Set task:
Update the items below by replacing every "thickest part" with "widest part", and return them in full with nothing else altered.

Collected data entries:
------------------------------------------------------------------------

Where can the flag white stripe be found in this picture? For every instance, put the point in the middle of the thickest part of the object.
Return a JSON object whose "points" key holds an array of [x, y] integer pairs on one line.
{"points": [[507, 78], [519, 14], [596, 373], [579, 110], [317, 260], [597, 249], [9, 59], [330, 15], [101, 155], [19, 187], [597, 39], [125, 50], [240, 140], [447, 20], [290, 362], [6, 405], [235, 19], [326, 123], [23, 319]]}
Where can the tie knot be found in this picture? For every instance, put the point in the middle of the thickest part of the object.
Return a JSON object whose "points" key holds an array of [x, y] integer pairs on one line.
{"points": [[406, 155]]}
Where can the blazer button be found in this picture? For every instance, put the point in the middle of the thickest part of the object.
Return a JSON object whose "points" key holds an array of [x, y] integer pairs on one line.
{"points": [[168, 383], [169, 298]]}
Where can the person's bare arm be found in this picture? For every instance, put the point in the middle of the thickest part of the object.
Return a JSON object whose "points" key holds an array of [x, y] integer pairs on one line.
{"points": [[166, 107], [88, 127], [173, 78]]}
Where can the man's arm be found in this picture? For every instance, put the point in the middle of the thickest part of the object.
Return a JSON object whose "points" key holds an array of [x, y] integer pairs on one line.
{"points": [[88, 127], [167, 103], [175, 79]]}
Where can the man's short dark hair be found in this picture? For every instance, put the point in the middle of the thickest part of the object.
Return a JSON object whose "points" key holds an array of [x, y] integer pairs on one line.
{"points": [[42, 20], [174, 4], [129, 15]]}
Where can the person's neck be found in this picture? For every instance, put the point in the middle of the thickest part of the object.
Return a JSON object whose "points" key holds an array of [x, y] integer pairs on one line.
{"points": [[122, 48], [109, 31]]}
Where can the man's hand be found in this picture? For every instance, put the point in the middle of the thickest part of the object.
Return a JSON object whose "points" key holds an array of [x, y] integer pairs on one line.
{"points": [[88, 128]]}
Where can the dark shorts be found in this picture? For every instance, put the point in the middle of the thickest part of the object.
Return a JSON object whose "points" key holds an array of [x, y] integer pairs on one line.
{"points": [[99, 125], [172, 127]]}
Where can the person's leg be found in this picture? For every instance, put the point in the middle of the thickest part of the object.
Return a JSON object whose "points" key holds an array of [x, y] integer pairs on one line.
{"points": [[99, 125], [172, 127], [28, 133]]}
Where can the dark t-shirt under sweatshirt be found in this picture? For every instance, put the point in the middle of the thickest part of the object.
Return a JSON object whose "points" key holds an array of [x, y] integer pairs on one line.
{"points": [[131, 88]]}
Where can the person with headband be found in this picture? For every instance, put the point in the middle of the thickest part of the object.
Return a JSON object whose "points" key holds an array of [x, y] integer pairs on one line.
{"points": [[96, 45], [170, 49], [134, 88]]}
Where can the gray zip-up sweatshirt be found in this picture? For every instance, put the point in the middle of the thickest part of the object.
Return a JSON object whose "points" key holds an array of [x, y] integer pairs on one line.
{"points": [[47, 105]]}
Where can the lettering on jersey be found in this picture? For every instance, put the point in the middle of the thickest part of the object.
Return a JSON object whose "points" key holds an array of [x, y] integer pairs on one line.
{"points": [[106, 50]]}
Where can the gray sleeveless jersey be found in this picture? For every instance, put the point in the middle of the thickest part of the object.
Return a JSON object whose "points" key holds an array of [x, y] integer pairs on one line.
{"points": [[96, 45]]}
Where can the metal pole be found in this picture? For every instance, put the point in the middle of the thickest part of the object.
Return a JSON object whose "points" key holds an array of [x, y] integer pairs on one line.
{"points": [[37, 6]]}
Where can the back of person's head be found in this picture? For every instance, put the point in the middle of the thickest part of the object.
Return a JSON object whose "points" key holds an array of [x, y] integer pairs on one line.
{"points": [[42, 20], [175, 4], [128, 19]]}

------------------------------------------------------------------------

Answer for the task:
Where can the flag white stripe be found in this picture? For every instance, put the point in the middle of the widest part of the object.
Return a JSON object whose "points" key holds an array of [x, y] integer pairs on one line.
{"points": [[507, 78], [519, 14], [596, 373], [579, 110], [317, 260], [597, 249], [9, 59], [330, 15], [101, 155], [19, 187], [597, 39], [125, 50], [240, 140], [447, 20], [290, 362], [6, 405], [235, 19], [326, 123], [23, 319]]}
Where can the tie knot be found in this picture? For every instance, put the point in the middle of the widest part of the object.
Return a JSON object whose "points" key holds an array of [x, y] integer pairs on one line.
{"points": [[406, 155]]}
Where can the blazer button be found in this picture? For every instance, put the point in the middle of the widest part of the object.
Return a JSON object whose "points" key holds an array of [x, y] integer pairs on one line.
{"points": [[168, 383], [169, 298]]}
Where can the person's bare arm be found in this picture? For every instance, put the point in the middle of the widest part of the object.
Return a JSON object whose "points" key holds an array of [x, y] integer pairs on one line.
{"points": [[166, 107], [88, 127], [173, 78]]}
Where can the man's arm be found in this picture? For every instance, put the point in the middle of the widest part of the object.
Return a JSON object whose "points" key holds an array of [x, y] integer pairs on one line.
{"points": [[88, 127], [167, 103], [175, 79]]}
Where can the man's short dark hair be found in this picture? For every instance, put the point in the middle of the widest part of the object.
Return a JSON object whose "points" key holds an array of [x, y] integer pairs on one line.
{"points": [[42, 20], [174, 4], [129, 15]]}
Where can the person's neck be found in this picture? For every instance, put the point in the middle of the widest part of the object.
Return a JSON object whose "points" key holds an array of [x, y] integer pairs on one line.
{"points": [[122, 48], [109, 31]]}
Where can the man's hand be found in this picture? For every instance, put the point in the middle of the widest part of the object.
Return a JSON object whose "points" key holds an array of [x, y] integer pairs on one line.
{"points": [[88, 128]]}
Where can the dark shorts be found in this picture? For every instance, put the point in the middle of the widest part of the object.
Return a JSON object whose "points" key holds an array of [x, y] integer pairs on one line.
{"points": [[99, 125], [172, 127]]}
Where can the person's leg be found in this picture? For every instance, put the point in the middle of the widest part of the object.
Return a JSON object whose "points" key holds an array of [x, y] integer pairs on one line.
{"points": [[99, 125], [172, 127], [28, 133]]}
Where can the dark t-shirt under sweatshirt be found in this picture? For every instance, put the point in the middle of the widest part of the object.
Return a JSON object whose "points" key holds an array of [x, y] integer pairs on one line.
{"points": [[131, 88]]}
Where can the person with headband be found in this picture? For every instance, put the point in the middle of the widest part of the object.
Return a JSON object whose "points" key holds an array of [x, y] integer pairs on one line.
{"points": [[96, 45], [170, 49], [134, 88]]}
Where can the gray zip-up sweatshirt be found in this picture? For every instance, put the point in the middle of the widest part of the object.
Return a JSON object whose "points" key holds an array of [x, y] integer pairs on one line.
{"points": [[47, 105]]}
Where can the lettering on jersey be found in this picture? For every instance, put the point in the middle of the widest part of the object.
Return a JSON object whose "points" key holds an array of [x, y] integer pairs on one line.
{"points": [[106, 50]]}
Where can the gray sleeveless jersey be found in this picture? For every instance, put the point in the middle of the widest part of the object.
Return a JSON object whose "points" key holds an array of [x, y] integer pairs on one line.
{"points": [[96, 45]]}
Where can the metal pole be found in this picture? For every instance, put the point in the middle of the widest part of the object.
Return a JSON object whose "points" key holds an array of [x, y] integer pairs on one line.
{"points": [[37, 6]]}
Where can the back of person's head be found in this picture? For every instance, put the point in the middle of the widest part of the object.
Return a JSON object whose "points" key holds an array of [x, y] integer pairs on one line.
{"points": [[42, 20], [175, 4], [128, 19]]}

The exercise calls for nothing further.